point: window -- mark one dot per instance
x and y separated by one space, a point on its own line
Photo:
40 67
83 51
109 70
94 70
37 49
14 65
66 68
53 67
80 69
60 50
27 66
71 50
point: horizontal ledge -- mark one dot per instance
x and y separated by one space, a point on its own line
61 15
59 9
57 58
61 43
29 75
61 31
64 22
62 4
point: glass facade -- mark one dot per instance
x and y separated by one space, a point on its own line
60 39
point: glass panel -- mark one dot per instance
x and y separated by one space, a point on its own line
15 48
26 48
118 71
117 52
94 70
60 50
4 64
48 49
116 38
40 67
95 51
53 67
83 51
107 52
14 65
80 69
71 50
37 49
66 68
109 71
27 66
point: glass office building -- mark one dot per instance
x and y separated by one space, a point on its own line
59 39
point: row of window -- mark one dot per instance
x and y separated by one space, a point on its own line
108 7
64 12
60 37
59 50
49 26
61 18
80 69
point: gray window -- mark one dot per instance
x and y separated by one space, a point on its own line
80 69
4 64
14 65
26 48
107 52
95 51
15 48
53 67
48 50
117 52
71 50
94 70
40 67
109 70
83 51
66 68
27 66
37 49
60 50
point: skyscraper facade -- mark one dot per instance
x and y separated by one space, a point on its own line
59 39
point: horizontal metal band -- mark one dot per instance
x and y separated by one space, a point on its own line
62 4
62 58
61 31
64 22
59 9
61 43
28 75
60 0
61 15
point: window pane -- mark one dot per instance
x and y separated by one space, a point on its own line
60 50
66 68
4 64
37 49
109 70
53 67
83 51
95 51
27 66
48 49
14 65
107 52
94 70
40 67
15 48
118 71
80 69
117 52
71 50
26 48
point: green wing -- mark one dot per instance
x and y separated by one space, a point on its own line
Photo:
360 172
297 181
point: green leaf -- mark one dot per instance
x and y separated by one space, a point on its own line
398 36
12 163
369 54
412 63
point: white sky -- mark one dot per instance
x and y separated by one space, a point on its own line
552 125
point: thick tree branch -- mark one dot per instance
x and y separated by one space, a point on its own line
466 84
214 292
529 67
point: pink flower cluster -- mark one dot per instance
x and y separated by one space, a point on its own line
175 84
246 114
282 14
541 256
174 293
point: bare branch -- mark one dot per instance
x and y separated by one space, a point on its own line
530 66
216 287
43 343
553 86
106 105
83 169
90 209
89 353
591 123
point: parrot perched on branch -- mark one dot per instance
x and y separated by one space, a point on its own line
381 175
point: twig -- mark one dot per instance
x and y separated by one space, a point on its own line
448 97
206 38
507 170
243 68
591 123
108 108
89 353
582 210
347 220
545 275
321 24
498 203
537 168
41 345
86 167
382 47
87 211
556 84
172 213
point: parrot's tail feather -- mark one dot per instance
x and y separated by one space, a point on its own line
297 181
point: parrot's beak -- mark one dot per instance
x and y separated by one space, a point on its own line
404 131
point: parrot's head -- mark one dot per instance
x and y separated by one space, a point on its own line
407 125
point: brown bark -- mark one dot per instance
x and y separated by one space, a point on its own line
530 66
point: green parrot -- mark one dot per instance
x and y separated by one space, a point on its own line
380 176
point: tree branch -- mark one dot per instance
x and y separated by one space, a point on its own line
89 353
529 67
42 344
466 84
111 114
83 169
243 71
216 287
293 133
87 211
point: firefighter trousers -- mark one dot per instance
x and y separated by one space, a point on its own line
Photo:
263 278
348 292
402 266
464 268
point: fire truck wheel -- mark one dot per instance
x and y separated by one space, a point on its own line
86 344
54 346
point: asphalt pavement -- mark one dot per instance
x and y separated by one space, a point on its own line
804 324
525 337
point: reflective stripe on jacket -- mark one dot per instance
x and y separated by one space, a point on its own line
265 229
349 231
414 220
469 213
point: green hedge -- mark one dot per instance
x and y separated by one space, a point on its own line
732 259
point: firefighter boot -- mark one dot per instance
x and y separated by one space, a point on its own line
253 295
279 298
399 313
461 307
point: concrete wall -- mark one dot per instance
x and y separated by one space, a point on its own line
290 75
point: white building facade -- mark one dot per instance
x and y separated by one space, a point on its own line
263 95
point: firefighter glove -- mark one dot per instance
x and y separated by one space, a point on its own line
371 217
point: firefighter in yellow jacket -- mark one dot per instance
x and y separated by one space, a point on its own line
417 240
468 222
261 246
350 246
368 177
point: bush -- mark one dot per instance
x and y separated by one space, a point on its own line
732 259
• • •
WRITTEN EXERCISE: Set down, unchanged, the line that contains "point: concrete wall" together with every later line in the records, through the last one.

RESULT FOR THIS TASK:
point: concrete wall -- mark one dot per instance
x and y separated by one space, a point on its own line
290 75
point: white building facade -- mark one dot per instance
x and y separated by one space, a point on its own line
263 95
point: firefighter glove -- mark one dot per instance
x and y separated by one space, a point on its own line
371 217
point: firefighter in yellow jacket -- mark one dot per instance
x and y separated by one space, a point on its own line
417 240
468 222
261 246
350 246
368 177
point: bush -- mark one dot per instance
x and y separated by one space, a point on its own line
732 259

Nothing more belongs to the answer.